Avoir une envie, c’est être en vie. N’est-ce pas une sensation à célébrer ? Si j’ai intuitivement envie de manger un pot de glace au parfum que j’adore, pourquoi aurais-je besoin de le dévorer ? Parce je ne suis pas ok avec ce que je suis en train de faire. Pour manger « à l’insu de moi-même » me confiait E., une de mes participantes. On parle de comportement égodystonique, à l’origine des compulsions. Un décalage entre ce que je pense que je devrais faire et ce que je fais. Si je pense que cette glace est « objectivement néfaste pour mon corps » et que j’en ai envie, c’est la lutte intérieure.

« Tout à quoi je résiste persiste, ce à quoi je fais face s’efface. »

Si je résiste à mon envie, lorsque ça lâche, par épuisement psychologique, je succombe. En dévorant. Comme les vannes d’un barrage qui s’ouvrent. Plutôt que de s’attacher au symptôme (la face émergée de l’iceberg), l’alimentation intuitive s’intéresse à la face immergée. Qu’est ce qui se cache derrière ce comportement quand je l’observe avec bienveillance et compassion ? Manger une glace peut raviver un souvenir d’enfant. Celui qui allait piocher dans le grand congélateur rempli de spécialités glacées de sa grand-mère et savourait sa glace comme le plus précieux trésor.

• Consigne 1: Recopiez tel quel le passage sur l'envie de manger, entre "Avoir une envie, c’est" et "la lutte intérieure.", inclus.
• Consigne 2: D'après le passage sur l'envie de manger, à quoi l'alimentation intuitive s'intéresse-t-elle plutôt que de s'attacher au symptôme ?

• Données à examiner:
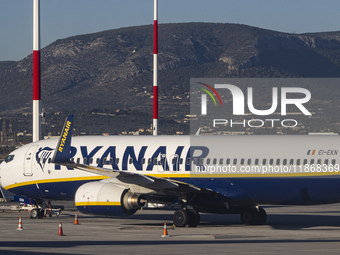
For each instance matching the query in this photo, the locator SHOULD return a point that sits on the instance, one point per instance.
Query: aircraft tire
(249, 216)
(34, 213)
(194, 218)
(181, 218)
(41, 213)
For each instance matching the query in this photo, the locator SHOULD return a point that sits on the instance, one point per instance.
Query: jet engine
(103, 198)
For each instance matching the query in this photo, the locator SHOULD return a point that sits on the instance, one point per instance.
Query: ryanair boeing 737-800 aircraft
(116, 175)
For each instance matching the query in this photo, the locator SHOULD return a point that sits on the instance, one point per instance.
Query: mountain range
(111, 71)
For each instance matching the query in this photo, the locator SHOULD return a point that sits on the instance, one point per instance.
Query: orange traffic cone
(20, 225)
(165, 231)
(76, 219)
(60, 233)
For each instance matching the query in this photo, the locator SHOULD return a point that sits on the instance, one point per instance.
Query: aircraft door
(162, 164)
(29, 160)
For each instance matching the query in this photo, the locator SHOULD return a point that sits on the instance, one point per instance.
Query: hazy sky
(64, 18)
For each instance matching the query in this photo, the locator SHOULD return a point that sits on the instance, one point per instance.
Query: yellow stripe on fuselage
(87, 178)
(177, 176)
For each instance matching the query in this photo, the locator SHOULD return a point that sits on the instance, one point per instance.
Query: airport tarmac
(289, 230)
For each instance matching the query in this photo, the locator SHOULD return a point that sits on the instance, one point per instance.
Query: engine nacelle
(102, 198)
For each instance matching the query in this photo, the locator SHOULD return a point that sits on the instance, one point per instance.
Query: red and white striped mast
(155, 86)
(36, 72)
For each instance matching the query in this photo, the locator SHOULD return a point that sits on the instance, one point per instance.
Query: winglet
(62, 151)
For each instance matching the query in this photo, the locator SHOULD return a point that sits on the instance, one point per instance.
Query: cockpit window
(9, 158)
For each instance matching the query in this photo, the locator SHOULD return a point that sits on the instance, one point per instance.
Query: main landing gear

• Réponse 1:
Avoir une envie, c’est être en vie. N’est-ce pas une sensation à célébrer ? Si j’ai intuitivement envie de manger un pot de glace au parfum que j’adore, pourquoi aurais-je besoin de le dévorer ? Parce je ne suis pas ok avec ce que je suis en train de faire. Pour manger « à l’insu de moi-même » me confiait E., une de mes participantes. On parle de comportement égodystonique, à l’origine des compulsions. Un décalage entre ce que je pense que je devrais faire et ce que je fais. Si je pense que cette glace est « objectivement néfaste pour mon corps » et que j’en ai envie, c’est la lutte intérieure.

• Réponse 2: À la face immergée de l'iceberg.